§ **À faire**:
**A)** Réécrivez le passage entre « FATALITÉ.- Résultante spectaculaire » et « cela servirait-il ? », inclus, en remplaçant « minuscules » par « petites ».
**B)** Selon le passage, par quel moyen les entreprises et les multinationales contrôlent-elles la politique, s'il vous plaît ?

§ **Passage fourni**:
^^^^

FATALITÉ.- Résultante spectaculaire d’une série de minuscules erreurs dont il est malaisé de se souvenir et que l’on ne peut exhaustivement répertorier. D’ailleurs, à quoi cela servirait-il ?
FÉODALITÉ.- Forme moderne d’organisation sociale caractérisée par l’existence d’entreprises et de multinationales. Ce qui est génial dans cette organisation, c’est qu’elle semble ignorer ostensiblement la politique qu’elle contrôle cependant, et fort étroitement, par l’intermédiaire de l’argent. Il y a des États qui jouent entre eux au papa et à la maman, ou au gendarme et au voleur, et il y a des entreprises et des multinationales qui assument. Il est vrai qu’en temps de crise économique, il est plus gratifiant d’être salarié apatride que citoyen chômeur.

^^^^

§ **Données fournies**:
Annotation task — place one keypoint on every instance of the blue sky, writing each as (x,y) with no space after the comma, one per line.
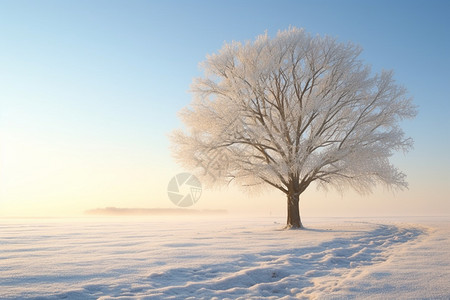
(89,91)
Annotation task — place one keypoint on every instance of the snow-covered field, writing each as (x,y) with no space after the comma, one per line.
(224,258)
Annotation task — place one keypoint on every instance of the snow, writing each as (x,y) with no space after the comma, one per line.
(224,258)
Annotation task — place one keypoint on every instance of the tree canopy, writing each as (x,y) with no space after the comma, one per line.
(291,110)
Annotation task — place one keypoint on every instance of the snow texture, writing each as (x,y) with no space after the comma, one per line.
(224,259)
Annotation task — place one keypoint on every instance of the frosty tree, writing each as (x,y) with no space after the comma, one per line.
(292,110)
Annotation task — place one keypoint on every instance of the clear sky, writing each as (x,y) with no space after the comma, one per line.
(89,91)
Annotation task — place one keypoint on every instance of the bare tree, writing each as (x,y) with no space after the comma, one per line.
(292,110)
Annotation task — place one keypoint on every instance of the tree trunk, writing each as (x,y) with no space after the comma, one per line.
(293,220)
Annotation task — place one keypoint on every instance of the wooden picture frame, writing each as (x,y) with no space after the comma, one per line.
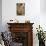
(20,9)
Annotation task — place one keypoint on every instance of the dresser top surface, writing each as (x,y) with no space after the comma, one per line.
(19,23)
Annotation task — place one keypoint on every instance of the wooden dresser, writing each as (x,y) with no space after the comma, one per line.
(22,33)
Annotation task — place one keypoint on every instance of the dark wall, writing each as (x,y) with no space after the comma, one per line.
(0,15)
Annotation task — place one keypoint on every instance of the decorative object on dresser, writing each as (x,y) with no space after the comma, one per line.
(22,33)
(20,9)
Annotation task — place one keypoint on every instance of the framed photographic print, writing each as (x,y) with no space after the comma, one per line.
(20,9)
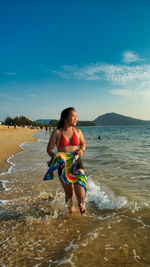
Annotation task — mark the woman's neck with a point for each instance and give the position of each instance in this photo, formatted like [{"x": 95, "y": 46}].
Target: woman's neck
[{"x": 68, "y": 128}]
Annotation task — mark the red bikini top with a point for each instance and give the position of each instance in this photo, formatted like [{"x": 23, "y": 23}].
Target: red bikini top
[{"x": 73, "y": 142}]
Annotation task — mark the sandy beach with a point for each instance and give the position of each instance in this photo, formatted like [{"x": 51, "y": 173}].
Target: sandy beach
[{"x": 10, "y": 139}]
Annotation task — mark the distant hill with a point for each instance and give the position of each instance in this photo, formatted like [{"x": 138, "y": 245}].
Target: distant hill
[
  {"x": 43, "y": 121},
  {"x": 110, "y": 119}
]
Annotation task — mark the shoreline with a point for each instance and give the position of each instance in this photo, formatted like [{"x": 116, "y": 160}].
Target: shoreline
[{"x": 10, "y": 143}]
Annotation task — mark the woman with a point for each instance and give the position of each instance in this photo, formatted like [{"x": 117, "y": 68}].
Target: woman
[{"x": 68, "y": 139}]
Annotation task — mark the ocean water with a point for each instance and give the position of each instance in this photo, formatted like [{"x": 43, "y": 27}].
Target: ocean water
[{"x": 35, "y": 228}]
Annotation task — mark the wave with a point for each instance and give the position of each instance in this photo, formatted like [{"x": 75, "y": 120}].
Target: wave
[{"x": 101, "y": 200}]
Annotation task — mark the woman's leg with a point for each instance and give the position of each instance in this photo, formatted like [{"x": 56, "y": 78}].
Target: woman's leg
[
  {"x": 80, "y": 195},
  {"x": 69, "y": 193}
]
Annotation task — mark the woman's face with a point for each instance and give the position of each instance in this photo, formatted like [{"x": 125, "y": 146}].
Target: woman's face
[{"x": 72, "y": 118}]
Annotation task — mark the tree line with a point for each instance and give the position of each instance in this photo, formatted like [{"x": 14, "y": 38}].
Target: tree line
[{"x": 23, "y": 121}]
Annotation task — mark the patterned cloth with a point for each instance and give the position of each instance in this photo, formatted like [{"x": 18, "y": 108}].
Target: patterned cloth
[{"x": 70, "y": 174}]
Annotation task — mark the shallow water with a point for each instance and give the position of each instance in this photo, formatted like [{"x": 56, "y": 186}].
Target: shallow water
[{"x": 35, "y": 228}]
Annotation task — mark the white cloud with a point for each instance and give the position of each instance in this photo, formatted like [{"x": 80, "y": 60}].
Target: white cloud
[
  {"x": 32, "y": 96},
  {"x": 143, "y": 95},
  {"x": 130, "y": 57},
  {"x": 132, "y": 80},
  {"x": 11, "y": 73},
  {"x": 8, "y": 97}
]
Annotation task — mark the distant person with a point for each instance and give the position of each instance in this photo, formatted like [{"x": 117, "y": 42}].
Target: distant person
[{"x": 68, "y": 140}]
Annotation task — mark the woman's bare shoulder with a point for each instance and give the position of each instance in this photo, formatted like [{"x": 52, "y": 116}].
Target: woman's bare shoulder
[
  {"x": 78, "y": 131},
  {"x": 56, "y": 132}
]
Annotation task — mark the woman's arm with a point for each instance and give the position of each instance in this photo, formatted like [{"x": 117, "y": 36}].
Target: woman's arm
[
  {"x": 52, "y": 143},
  {"x": 82, "y": 144}
]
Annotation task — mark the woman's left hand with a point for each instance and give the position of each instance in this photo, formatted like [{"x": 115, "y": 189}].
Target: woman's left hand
[{"x": 79, "y": 152}]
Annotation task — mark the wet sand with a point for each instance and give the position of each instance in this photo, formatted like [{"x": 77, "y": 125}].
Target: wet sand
[{"x": 10, "y": 139}]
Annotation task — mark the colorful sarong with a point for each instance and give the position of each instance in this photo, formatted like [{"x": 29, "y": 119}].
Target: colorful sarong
[{"x": 69, "y": 175}]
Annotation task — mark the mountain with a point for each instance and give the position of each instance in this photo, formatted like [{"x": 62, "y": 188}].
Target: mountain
[
  {"x": 43, "y": 121},
  {"x": 110, "y": 119}
]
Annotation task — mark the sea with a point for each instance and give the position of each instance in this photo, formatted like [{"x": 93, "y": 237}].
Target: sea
[{"x": 35, "y": 227}]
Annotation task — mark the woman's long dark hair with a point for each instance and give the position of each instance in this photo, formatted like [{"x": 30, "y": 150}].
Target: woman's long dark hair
[{"x": 64, "y": 115}]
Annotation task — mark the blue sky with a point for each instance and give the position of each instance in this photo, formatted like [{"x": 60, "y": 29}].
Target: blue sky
[{"x": 92, "y": 55}]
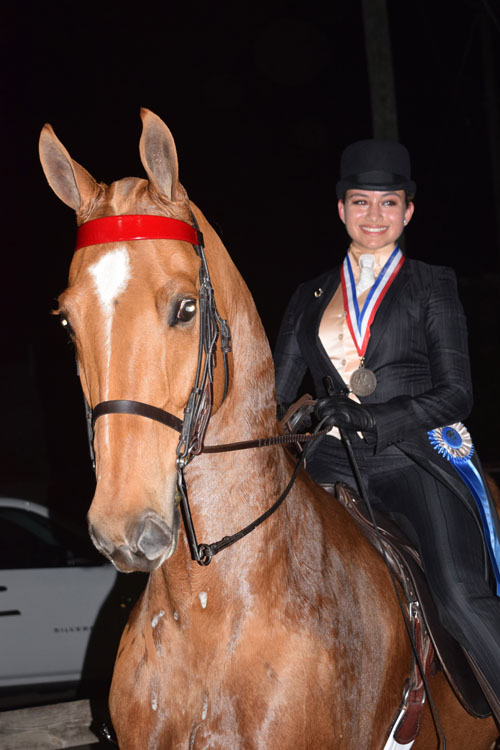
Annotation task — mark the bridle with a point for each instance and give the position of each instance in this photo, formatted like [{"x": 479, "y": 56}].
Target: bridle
[{"x": 193, "y": 426}]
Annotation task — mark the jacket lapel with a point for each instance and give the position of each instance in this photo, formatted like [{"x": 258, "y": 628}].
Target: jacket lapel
[{"x": 315, "y": 307}]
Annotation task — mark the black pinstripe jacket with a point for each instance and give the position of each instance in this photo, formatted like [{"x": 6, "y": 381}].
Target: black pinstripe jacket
[{"x": 417, "y": 349}]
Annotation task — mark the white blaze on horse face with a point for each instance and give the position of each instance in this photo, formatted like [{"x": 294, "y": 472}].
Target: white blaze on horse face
[{"x": 111, "y": 275}]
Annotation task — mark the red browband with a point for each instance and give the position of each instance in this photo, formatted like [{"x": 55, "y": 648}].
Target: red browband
[{"x": 134, "y": 227}]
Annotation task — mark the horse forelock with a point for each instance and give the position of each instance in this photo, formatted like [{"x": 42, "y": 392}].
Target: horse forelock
[{"x": 132, "y": 195}]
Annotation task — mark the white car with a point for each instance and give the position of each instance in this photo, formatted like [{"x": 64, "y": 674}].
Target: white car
[{"x": 62, "y": 605}]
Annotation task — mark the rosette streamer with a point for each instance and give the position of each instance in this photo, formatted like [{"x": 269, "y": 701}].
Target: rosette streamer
[{"x": 455, "y": 445}]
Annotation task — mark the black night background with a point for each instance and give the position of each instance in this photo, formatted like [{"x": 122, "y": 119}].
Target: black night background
[{"x": 260, "y": 100}]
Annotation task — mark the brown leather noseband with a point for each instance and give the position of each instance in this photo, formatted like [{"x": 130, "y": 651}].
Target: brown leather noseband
[{"x": 192, "y": 427}]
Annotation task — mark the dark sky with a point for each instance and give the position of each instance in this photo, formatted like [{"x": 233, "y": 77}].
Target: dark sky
[{"x": 260, "y": 100}]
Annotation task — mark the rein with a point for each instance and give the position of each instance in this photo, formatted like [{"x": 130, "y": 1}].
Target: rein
[{"x": 198, "y": 410}]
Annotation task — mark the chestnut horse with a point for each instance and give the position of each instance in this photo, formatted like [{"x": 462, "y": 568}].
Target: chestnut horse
[{"x": 291, "y": 638}]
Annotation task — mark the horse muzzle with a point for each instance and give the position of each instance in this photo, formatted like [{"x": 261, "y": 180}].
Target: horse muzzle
[{"x": 150, "y": 542}]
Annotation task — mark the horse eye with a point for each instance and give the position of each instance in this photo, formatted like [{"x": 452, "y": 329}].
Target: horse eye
[{"x": 186, "y": 311}]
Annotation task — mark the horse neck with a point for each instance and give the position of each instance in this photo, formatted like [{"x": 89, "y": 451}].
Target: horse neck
[{"x": 229, "y": 490}]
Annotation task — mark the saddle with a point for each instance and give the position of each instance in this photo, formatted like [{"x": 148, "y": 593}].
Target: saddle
[{"x": 436, "y": 648}]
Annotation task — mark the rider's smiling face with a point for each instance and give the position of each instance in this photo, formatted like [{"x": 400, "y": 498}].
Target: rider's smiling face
[{"x": 374, "y": 219}]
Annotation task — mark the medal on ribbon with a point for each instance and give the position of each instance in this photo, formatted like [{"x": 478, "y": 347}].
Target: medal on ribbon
[
  {"x": 364, "y": 381},
  {"x": 454, "y": 443}
]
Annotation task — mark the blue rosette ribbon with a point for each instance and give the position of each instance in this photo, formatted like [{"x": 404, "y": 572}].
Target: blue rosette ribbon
[{"x": 454, "y": 443}]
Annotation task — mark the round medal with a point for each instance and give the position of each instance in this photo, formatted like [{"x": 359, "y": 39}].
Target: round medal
[{"x": 363, "y": 382}]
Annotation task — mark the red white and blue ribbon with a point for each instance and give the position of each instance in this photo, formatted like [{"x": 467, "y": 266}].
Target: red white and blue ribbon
[
  {"x": 455, "y": 445},
  {"x": 359, "y": 321}
]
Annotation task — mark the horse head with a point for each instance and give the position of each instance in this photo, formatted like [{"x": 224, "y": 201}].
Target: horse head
[{"x": 132, "y": 311}]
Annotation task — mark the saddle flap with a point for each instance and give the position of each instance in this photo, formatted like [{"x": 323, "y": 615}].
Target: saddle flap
[{"x": 407, "y": 567}]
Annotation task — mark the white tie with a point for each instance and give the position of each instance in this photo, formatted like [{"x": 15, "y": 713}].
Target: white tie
[{"x": 367, "y": 277}]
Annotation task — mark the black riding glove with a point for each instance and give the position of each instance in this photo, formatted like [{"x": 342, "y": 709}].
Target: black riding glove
[{"x": 343, "y": 412}]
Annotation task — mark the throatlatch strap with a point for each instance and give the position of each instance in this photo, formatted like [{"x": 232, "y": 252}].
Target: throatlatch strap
[{"x": 122, "y": 406}]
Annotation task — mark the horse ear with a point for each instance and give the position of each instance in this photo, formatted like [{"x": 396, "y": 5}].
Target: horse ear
[
  {"x": 69, "y": 181},
  {"x": 159, "y": 157}
]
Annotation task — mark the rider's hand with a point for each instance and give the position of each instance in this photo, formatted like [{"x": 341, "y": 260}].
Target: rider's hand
[{"x": 343, "y": 412}]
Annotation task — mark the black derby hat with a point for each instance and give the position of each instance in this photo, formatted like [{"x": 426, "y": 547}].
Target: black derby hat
[{"x": 375, "y": 165}]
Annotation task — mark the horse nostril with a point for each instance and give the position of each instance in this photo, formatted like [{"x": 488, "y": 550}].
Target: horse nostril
[
  {"x": 105, "y": 546},
  {"x": 155, "y": 537}
]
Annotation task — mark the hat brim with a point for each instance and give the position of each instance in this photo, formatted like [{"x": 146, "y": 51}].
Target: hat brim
[{"x": 353, "y": 183}]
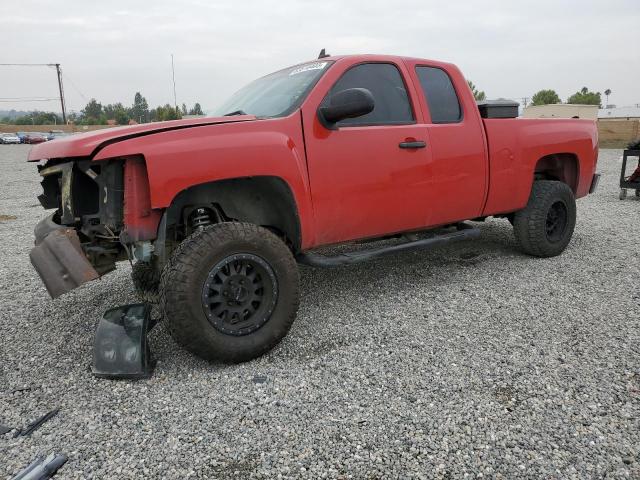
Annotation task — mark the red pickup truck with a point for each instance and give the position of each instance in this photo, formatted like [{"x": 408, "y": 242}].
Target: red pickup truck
[{"x": 217, "y": 212}]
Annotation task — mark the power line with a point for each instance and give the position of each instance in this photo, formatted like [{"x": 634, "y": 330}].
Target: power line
[
  {"x": 30, "y": 100},
  {"x": 59, "y": 74},
  {"x": 75, "y": 87}
]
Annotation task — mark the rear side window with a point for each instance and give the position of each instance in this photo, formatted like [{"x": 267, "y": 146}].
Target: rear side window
[
  {"x": 385, "y": 83},
  {"x": 441, "y": 96}
]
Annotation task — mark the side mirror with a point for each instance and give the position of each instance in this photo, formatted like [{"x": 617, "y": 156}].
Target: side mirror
[{"x": 349, "y": 103}]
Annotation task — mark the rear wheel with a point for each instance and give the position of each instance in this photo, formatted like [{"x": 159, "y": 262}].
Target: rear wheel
[
  {"x": 230, "y": 292},
  {"x": 545, "y": 226}
]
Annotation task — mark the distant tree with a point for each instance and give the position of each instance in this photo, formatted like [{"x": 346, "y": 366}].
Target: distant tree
[
  {"x": 167, "y": 112},
  {"x": 477, "y": 94},
  {"x": 92, "y": 112},
  {"x": 196, "y": 110},
  {"x": 140, "y": 108},
  {"x": 25, "y": 120},
  {"x": 121, "y": 116},
  {"x": 585, "y": 97},
  {"x": 545, "y": 97}
]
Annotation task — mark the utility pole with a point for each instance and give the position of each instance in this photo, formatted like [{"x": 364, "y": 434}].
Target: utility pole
[
  {"x": 64, "y": 110},
  {"x": 173, "y": 73}
]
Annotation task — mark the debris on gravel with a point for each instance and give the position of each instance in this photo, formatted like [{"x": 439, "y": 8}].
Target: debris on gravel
[{"x": 471, "y": 360}]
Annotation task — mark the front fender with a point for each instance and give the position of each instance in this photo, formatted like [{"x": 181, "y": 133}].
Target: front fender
[{"x": 179, "y": 159}]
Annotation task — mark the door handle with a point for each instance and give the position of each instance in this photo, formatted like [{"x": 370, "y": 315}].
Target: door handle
[{"x": 413, "y": 144}]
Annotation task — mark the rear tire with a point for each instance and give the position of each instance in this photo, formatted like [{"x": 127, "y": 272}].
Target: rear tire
[
  {"x": 230, "y": 292},
  {"x": 545, "y": 226}
]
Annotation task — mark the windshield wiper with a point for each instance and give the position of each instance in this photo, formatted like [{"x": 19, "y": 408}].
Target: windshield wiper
[{"x": 235, "y": 112}]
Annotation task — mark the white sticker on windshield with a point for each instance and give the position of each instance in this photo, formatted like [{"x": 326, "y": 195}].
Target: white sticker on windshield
[{"x": 309, "y": 66}]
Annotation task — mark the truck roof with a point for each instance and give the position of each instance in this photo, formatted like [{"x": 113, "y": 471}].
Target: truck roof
[{"x": 383, "y": 57}]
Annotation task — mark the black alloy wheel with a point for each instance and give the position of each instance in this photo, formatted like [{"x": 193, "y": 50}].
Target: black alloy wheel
[{"x": 240, "y": 294}]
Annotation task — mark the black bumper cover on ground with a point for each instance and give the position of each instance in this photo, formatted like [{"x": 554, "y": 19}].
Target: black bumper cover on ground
[{"x": 58, "y": 258}]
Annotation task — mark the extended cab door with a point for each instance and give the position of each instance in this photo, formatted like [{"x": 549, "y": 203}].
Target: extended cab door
[
  {"x": 368, "y": 175},
  {"x": 457, "y": 174}
]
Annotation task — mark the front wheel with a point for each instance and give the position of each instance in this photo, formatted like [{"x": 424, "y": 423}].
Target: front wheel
[
  {"x": 545, "y": 226},
  {"x": 230, "y": 292}
]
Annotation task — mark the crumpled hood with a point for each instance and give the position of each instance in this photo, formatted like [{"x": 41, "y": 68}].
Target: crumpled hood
[{"x": 87, "y": 144}]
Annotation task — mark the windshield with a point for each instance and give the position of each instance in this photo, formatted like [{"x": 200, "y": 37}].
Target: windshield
[{"x": 275, "y": 95}]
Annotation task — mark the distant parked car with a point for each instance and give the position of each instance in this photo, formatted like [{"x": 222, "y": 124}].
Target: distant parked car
[
  {"x": 53, "y": 134},
  {"x": 34, "y": 137},
  {"x": 6, "y": 138}
]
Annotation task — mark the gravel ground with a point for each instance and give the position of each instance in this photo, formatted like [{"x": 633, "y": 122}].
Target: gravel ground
[{"x": 467, "y": 361}]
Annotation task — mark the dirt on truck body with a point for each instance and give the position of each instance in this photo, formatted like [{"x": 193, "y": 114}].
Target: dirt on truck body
[{"x": 217, "y": 212}]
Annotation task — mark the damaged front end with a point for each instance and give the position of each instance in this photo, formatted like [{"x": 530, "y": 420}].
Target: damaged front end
[{"x": 86, "y": 235}]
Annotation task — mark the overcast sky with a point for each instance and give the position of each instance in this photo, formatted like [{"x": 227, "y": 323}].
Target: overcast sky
[{"x": 111, "y": 49}]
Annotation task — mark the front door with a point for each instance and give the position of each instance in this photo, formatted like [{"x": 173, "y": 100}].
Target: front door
[{"x": 368, "y": 174}]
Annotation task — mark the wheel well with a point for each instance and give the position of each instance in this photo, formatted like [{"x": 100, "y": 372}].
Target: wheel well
[
  {"x": 559, "y": 166},
  {"x": 265, "y": 201}
]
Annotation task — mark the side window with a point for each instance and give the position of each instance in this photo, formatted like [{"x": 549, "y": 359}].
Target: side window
[
  {"x": 441, "y": 96},
  {"x": 385, "y": 83}
]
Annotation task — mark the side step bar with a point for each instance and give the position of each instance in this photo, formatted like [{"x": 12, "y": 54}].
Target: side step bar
[{"x": 464, "y": 232}]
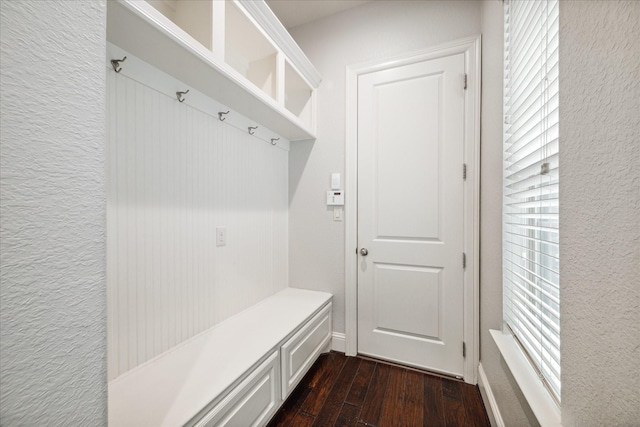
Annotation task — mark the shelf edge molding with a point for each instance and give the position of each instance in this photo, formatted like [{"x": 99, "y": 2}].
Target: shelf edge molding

^^^^

§ **Réponses**:
**A)**
FATALITÉ.- Résultante spectaculaire d’une série de petites erreurs dont il est malaisé de se souvenir et que l’on ne peut exhaustivement répertorier. D’ailleurs, à quoi cela servirait-il ?

**B)** Par l'intermédiaire de l'argent.